§ Exercise directions
Please copy the items below, replacing "Spot" with "Locate" throughout and leaving everything else unchanged.

§ Entries
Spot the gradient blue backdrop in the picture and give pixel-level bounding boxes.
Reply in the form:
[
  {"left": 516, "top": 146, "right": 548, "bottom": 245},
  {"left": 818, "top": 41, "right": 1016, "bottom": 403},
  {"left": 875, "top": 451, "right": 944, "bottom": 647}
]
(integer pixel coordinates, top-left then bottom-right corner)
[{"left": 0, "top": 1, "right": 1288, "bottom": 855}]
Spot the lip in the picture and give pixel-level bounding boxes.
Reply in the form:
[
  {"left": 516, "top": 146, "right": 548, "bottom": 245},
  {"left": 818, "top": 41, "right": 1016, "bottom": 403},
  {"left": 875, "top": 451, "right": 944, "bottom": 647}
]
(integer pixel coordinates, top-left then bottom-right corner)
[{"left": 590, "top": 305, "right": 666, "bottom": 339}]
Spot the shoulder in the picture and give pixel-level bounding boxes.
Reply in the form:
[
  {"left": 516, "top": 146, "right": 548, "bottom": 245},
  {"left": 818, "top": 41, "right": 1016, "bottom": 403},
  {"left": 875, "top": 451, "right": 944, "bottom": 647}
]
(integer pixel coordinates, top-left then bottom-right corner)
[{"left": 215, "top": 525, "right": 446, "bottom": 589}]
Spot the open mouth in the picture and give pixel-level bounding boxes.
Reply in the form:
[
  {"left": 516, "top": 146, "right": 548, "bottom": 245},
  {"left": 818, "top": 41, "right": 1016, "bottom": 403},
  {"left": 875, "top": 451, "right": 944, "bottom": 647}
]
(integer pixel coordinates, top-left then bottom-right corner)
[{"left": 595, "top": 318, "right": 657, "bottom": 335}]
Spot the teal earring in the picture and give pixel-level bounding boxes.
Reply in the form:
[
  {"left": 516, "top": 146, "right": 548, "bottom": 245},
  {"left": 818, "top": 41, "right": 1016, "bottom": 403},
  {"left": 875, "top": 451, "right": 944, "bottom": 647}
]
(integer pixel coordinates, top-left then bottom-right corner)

§ Written response
Locate the gradient blue backdrop in the picture and give pixel-level bounding boxes.
Reply in the form:
[
  {"left": 516, "top": 146, "right": 548, "bottom": 245},
  {"left": 818, "top": 41, "right": 1016, "bottom": 403},
  {"left": 875, "top": 451, "right": 944, "bottom": 647}
]
(integer pixel coordinates, top-left then bottom-right corner)
[{"left": 0, "top": 1, "right": 1288, "bottom": 855}]
Locate the lip in the picture and give pixel-level bounding boxes.
Reply in the form:
[
  {"left": 516, "top": 146, "right": 548, "bottom": 245},
  {"left": 818, "top": 41, "right": 1016, "bottom": 403},
  {"left": 875, "top": 451, "right": 944, "bottom": 647}
]
(integer pixel coordinates, top-left then bottom-right corner)
[{"left": 590, "top": 305, "right": 666, "bottom": 339}]
Locate the shoulder in the picture and give pixel-level bounding boxes.
Reply in the form:
[
  {"left": 516, "top": 146, "right": 548, "bottom": 245},
  {"left": 818, "top": 41, "right": 1016, "bottom": 403},
  {"left": 875, "top": 451, "right": 944, "bottom": 647}
]
(integer pixel coordinates, top-left then bottom-right corner)
[{"left": 215, "top": 525, "right": 446, "bottom": 589}]
Locate the open mouth in the picture and give pixel-level bounding boxes.
Reply in the form:
[
  {"left": 516, "top": 146, "right": 548, "bottom": 245},
  {"left": 818, "top": 41, "right": 1016, "bottom": 403},
  {"left": 875, "top": 451, "right": 944, "bottom": 647}
]
(integer pixel coordinates, top-left then bottom-right corner)
[{"left": 595, "top": 318, "right": 657, "bottom": 335}]
Locate the teal earring in the picture and give pixel-level bounding boxes.
Reply in the form:
[
  {"left": 516, "top": 146, "right": 548, "bottom": 245},
  {"left": 818, "top": 41, "right": 1016, "bottom": 403},
  {"left": 875, "top": 451, "right": 944, "bottom": 647}
]
(integer pixel coordinates, top-left then bottom-right corner)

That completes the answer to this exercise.